[Job]: Write each line out again exactly as written.

[Supplied records]:
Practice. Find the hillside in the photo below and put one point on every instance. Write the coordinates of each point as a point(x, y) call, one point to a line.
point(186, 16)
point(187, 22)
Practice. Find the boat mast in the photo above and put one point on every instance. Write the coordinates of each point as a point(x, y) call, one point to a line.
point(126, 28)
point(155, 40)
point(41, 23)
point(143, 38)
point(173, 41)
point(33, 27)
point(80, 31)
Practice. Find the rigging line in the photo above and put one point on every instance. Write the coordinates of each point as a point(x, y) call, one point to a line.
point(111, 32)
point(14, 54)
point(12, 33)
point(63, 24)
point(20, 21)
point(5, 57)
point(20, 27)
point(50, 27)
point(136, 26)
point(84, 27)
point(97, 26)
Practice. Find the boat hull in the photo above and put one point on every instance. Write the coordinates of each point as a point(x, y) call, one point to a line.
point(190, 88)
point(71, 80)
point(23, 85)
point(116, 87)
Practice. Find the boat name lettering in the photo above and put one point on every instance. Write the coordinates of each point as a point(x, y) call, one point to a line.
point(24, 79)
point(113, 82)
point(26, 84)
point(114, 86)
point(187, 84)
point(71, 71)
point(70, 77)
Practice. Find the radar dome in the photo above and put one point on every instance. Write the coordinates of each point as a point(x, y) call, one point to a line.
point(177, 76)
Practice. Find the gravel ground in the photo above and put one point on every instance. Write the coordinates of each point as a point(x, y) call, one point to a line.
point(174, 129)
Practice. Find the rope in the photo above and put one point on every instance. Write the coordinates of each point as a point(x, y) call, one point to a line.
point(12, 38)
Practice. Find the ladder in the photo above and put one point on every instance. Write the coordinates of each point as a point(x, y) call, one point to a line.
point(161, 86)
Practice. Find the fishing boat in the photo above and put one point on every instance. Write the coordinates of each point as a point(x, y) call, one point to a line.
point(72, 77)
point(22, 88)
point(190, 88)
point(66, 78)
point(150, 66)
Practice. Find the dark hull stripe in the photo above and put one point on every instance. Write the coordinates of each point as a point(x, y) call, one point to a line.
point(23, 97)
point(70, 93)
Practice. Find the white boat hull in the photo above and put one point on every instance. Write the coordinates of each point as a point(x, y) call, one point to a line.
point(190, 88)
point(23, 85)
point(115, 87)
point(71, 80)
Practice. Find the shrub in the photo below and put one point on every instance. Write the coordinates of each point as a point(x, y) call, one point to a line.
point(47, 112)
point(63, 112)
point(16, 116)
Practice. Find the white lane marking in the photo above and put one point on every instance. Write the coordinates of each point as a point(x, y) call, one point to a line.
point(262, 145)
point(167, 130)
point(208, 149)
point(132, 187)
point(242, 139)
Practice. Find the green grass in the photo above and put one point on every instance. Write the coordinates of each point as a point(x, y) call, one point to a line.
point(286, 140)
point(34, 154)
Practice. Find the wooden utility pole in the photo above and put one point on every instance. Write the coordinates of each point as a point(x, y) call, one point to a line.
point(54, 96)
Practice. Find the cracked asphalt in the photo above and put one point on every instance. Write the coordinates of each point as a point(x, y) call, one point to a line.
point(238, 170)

[Reply to the task]:
Practice. Find the hillside in the photo below and put one point on every instance. Write the coordinates of each point as a point(x, y) call, one point to a line.
point(186, 16)
point(187, 22)
Practice. Find the boat mast in the photo above and put one point on every instance. Write the coordinates of each point as a point(x, y) call, one point to a line.
point(126, 28)
point(155, 40)
point(41, 23)
point(143, 38)
point(173, 41)
point(33, 27)
point(80, 31)
Practice. Find the rigging line in the photo above and put one point on every instance. Write the coordinates of each point as a point(x, y) call, one point to a line.
point(111, 32)
point(14, 54)
point(12, 33)
point(63, 24)
point(20, 21)
point(5, 57)
point(20, 27)
point(50, 27)
point(136, 26)
point(84, 27)
point(97, 26)
Practice. Find the boat hull in the photo above and put one point on every instance. Write the coordinates of each point as a point(x, y) call, one point to a line.
point(190, 88)
point(71, 80)
point(23, 85)
point(116, 87)
Practice. Find the boat name lettering in the photo above and put one point on every instance. Write the coordinates of each point as a point(x, y) call, one point to a line.
point(24, 79)
point(113, 82)
point(26, 84)
point(114, 86)
point(187, 84)
point(71, 71)
point(70, 77)
Practice. Find the radar dome in the photo above and put one point on every instance. Write the coordinates of each point as a point(x, y) call, one point to a line.
point(177, 76)
Practice. Find the gravel ground in the photo above and put one point on every instance. Write the coordinates of each point as a point(x, y) call, one point to a line.
point(174, 129)
Practice. Find the rope in the photo above and put one point on every instance. Write the coordinates of each point as a point(x, y) call, one point to a line.
point(12, 38)
Practice. Find the ladder in the photo above and put one point on every instance. Write the coordinates of each point as a point(x, y) call, one point to a line.
point(161, 86)
Practice. Find the fishing boat in the photo above and put one point on every instance. Write the coordinates of each point as a point(x, y) call, one point to a line.
point(72, 77)
point(22, 88)
point(190, 88)
point(66, 78)
point(150, 66)
Practice. Find the dark hull stripe in the photo above and put one point on every instance. Write the coordinates of each point as a point(x, y) call, one point to a line.
point(23, 97)
point(70, 93)
Practice. Find the white boat hull in the photo above and put one point on every instance. Write the coordinates of each point as a point(x, y) call, one point to a line.
point(190, 88)
point(23, 85)
point(115, 87)
point(71, 80)
Practice. Find the shrub in the photo below and put one point on every instance. Write the coordinates of each point as a point(x, y) call, one point to a line.
point(47, 112)
point(63, 112)
point(16, 116)
Practice. Find the white lane marking in the photo above and put one point on every instance. Write the coordinates of each point as a point(x, y) call, one point to a line.
point(262, 145)
point(167, 130)
point(208, 149)
point(132, 187)
point(242, 139)
Practice. Find the green grass in the photo above and put one point on every instance. Write the coordinates of each point as a point(x, y) call, one point to a line.
point(286, 140)
point(34, 154)
Practice. Find the wooden utility pole in the photo above and put one point on every instance. Write the coordinates of each point as a point(x, y) call, one point to a line.
point(54, 96)
Practice. Find the cracked asphalt in the photo above and put one point on every instance. Write the coordinates of each point as a point(x, y) call, one point to a line.
point(238, 170)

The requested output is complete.